### What is required
Return each entry below without any alteration.

### Material for this exercise
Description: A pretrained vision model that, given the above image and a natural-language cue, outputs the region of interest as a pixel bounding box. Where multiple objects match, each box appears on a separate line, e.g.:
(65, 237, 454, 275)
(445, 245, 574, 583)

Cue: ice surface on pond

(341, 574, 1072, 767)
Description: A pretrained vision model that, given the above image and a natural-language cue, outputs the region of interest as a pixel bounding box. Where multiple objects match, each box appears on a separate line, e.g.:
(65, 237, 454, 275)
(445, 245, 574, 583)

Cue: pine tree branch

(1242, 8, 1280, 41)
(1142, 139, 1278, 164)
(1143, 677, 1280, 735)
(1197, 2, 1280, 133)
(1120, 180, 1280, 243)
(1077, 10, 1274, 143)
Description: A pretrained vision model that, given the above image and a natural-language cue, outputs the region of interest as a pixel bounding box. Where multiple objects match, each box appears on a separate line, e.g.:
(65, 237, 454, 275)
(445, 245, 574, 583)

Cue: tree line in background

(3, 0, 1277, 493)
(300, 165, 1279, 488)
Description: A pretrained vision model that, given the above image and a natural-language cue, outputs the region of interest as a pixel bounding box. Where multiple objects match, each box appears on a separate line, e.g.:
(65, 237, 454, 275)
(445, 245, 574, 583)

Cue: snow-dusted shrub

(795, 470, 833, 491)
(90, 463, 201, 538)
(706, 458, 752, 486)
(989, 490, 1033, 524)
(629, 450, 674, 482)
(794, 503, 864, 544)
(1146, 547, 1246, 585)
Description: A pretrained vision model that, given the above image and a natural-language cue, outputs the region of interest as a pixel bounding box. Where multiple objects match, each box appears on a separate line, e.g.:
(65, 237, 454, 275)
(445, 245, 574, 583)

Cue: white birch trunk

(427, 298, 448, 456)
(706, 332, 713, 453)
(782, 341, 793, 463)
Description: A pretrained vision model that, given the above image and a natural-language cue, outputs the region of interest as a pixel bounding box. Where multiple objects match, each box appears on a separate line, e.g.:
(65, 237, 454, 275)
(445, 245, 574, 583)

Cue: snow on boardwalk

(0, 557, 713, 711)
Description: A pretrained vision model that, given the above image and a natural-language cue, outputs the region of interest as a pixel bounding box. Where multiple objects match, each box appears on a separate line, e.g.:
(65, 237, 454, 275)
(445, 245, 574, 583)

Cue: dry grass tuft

### Final answer
Description: A pretrained vision model that, given the above image and a natural-language cue, outputs the region of interest as a pixel bounding box. Where multiple objects match, each box appears on a separate line, e.g.:
(65, 237, 454, 275)
(445, 245, 574, 583)

Cue: ice surface on pond

(341, 574, 1072, 767)
Description: A pretrained vision model that, given the above image and a natural-language cue, outputs the region of interest as a pixel bounding box. Where multiple objects match, each box appears on a separate line, e.g.:
(65, 237, 454, 275)
(445, 245, 574, 583)

Cue: pine tree branch

(1242, 8, 1280, 41)
(1142, 139, 1278, 164)
(1143, 677, 1280, 735)
(1197, 2, 1280, 133)
(1120, 180, 1280, 243)
(1077, 10, 1274, 143)
Description: A pretrained vision model that, given the above image and a natural-language cue, outputs the region of interest as a pixel bounding box. Where multiple objects match, each box appears on a separate line, e.g.:
(65, 237, 454, 275)
(445, 245, 574, 583)

Cue: tree line in background

(3, 0, 1277, 493)
(300, 165, 1279, 488)
Description: A pretrained vision model that, given the above image and a natural-language cue, outputs the region of interest as a pixel bounding box. Where multiple objects match, each box appears on a separate line, e.g.:
(65, 237, 454, 275)
(445, 245, 574, 583)

Cue: snow-dusted shrub

(795, 470, 833, 491)
(90, 463, 201, 538)
(706, 458, 752, 486)
(989, 490, 1033, 524)
(629, 450, 674, 482)
(794, 503, 864, 544)
(1146, 547, 1246, 585)
Description: A pretrained vision model that, given the above image and a natural-language cue, outputs the region of interest as a pixel bounding box. Where multiple objects match, each box appears on a separate line, e.g.:
(65, 237, 454, 275)
(445, 245, 574, 583)

Cue: white birch trunk

(427, 298, 448, 456)
(706, 332, 713, 453)
(782, 341, 793, 463)
Description: A pretrained vision model that, given the above image and a natural-language cue, outputs the region of interest as a pixel bounding box. Where multiple objects match, each box appears on a separate line, e.g.:
(65, 237, 454, 275)
(445, 245, 574, 583)

Cue: snow on boardwalk

(0, 557, 713, 711)
Description: A pretrained vision model that, given the above image and a natural-language cue, outputs the region of interest as a pixel bounding box. Where multiple objects match, each box appears on a separate line, e.g.:
(65, 237, 454, 275)
(445, 245, 574, 583)

Cue: dry grass tuft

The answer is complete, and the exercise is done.